• **Prompt**
Copy the items from the line containing "Return one point per instance of the cabin" through the end, changing "aircraft propeller" to "airplane propeller" and keeping everything else unchanged. Return only those lines.

-------- Data supplied

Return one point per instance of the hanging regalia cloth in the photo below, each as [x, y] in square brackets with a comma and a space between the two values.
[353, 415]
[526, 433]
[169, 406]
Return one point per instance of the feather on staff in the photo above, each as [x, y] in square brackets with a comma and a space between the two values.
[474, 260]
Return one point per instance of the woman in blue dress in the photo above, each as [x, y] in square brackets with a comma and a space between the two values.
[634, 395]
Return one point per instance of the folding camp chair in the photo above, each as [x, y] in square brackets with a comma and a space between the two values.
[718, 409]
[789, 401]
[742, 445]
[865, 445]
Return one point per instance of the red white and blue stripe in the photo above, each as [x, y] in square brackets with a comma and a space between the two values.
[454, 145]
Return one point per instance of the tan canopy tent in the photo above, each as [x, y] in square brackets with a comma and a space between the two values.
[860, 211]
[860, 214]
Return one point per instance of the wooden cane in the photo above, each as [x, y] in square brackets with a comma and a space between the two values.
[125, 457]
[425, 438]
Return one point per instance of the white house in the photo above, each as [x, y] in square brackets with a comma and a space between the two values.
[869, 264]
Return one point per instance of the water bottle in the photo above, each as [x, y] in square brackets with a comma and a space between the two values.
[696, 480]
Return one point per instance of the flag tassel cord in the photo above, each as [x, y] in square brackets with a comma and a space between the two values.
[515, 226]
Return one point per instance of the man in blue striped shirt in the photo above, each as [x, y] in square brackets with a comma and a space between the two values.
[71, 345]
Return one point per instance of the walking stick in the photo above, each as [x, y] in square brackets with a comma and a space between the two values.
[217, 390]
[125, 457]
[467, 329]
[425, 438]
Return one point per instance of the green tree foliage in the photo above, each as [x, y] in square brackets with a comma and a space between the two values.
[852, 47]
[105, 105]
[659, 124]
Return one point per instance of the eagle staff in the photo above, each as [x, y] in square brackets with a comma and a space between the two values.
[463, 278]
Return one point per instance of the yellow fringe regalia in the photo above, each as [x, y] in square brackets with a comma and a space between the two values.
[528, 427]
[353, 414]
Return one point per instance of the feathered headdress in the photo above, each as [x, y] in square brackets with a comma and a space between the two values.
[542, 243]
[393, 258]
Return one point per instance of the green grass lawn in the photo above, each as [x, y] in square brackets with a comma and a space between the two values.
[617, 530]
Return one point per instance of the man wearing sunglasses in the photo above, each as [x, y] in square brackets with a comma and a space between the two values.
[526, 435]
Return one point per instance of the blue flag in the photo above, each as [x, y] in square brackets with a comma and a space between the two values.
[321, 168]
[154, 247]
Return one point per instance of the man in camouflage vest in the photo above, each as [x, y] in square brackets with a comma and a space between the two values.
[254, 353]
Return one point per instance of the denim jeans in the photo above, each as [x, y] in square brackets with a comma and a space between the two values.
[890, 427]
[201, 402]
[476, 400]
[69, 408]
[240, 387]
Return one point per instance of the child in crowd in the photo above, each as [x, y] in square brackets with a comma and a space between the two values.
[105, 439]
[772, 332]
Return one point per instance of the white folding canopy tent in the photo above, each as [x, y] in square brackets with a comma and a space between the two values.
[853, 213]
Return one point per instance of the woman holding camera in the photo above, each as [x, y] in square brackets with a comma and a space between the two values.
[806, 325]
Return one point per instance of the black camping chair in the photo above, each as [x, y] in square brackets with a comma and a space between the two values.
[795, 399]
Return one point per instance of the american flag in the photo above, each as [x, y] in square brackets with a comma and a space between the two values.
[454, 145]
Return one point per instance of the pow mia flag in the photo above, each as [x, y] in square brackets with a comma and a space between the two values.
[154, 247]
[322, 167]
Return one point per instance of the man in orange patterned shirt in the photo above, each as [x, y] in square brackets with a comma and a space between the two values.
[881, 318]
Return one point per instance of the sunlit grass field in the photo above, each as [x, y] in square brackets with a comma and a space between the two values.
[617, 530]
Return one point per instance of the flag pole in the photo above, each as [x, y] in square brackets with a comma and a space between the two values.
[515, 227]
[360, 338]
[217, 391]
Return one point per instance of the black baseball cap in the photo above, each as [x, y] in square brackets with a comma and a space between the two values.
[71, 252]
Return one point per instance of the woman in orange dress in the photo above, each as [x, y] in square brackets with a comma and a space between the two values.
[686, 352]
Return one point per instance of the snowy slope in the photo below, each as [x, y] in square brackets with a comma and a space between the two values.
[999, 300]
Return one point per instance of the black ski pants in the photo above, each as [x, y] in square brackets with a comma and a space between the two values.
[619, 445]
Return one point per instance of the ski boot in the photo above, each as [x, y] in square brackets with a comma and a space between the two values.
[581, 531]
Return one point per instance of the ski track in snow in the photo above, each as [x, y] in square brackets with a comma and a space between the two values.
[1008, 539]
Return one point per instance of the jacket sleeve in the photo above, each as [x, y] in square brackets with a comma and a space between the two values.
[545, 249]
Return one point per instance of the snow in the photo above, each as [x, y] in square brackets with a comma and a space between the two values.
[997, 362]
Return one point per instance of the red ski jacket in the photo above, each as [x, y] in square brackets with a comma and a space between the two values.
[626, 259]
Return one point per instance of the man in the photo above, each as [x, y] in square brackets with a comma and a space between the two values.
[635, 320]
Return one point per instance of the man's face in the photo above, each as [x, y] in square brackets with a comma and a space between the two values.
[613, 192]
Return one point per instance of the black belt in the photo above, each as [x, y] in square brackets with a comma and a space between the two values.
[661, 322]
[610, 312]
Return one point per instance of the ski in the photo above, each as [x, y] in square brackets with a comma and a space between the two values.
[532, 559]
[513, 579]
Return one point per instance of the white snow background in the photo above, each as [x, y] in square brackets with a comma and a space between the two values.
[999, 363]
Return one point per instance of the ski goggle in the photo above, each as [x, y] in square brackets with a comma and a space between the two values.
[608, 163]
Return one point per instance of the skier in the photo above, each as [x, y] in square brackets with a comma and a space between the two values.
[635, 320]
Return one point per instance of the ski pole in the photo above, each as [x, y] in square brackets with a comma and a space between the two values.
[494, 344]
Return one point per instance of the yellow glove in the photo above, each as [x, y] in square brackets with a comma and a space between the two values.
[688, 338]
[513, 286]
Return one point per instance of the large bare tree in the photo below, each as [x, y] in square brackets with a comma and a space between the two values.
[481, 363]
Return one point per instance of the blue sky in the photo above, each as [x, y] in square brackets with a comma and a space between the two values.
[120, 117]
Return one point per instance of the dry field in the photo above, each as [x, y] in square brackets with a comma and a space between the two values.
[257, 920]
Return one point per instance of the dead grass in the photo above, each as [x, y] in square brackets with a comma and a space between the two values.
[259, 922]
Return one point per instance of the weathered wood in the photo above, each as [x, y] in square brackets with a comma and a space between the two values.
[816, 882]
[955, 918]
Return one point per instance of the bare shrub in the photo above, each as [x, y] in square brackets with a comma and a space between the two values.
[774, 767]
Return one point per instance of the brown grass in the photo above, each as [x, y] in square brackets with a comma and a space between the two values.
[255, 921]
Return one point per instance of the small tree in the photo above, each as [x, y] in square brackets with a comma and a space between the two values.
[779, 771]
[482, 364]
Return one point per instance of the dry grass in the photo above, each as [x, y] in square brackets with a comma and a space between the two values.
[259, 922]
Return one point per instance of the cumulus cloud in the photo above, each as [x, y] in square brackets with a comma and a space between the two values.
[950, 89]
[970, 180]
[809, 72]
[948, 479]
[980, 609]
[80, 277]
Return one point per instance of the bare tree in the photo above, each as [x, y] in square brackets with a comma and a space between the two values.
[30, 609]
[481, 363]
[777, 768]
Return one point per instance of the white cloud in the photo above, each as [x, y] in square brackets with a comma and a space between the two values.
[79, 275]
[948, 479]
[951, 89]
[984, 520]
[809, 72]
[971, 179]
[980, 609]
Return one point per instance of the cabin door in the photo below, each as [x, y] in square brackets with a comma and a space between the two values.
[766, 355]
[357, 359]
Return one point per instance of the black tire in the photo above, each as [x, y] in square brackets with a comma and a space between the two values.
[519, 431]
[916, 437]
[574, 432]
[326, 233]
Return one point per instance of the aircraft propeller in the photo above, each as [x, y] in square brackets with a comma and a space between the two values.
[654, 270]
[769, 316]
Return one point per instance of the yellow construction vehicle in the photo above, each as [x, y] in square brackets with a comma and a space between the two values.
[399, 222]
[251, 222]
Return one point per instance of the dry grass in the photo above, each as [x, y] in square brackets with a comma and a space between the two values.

----------------

• **Answer to this exercise**
Return one point per instance of the cabin door in the photo below, each as [x, y] in square brackets with a comma and a space between the two values.
[766, 355]
[357, 359]
Return one point per instance of the black tire in the photo above, each as [x, y] in square brackets with a comma and a space between the two values.
[519, 431]
[916, 437]
[574, 432]
[326, 233]
Return one point per instance of the airplane propeller in the photo above, each as [x, y] in square brackets with a comma and a space between the two values.
[654, 270]
[769, 316]
Return one point per instance of the yellow construction vehicle in the photo above, each as [x, y] in square brackets with a comma and a space between the two values.
[399, 222]
[251, 222]
Return one point per instance of the dry grass in the photo above, each as [x, y] in square brackets with a comma and a space between the two values.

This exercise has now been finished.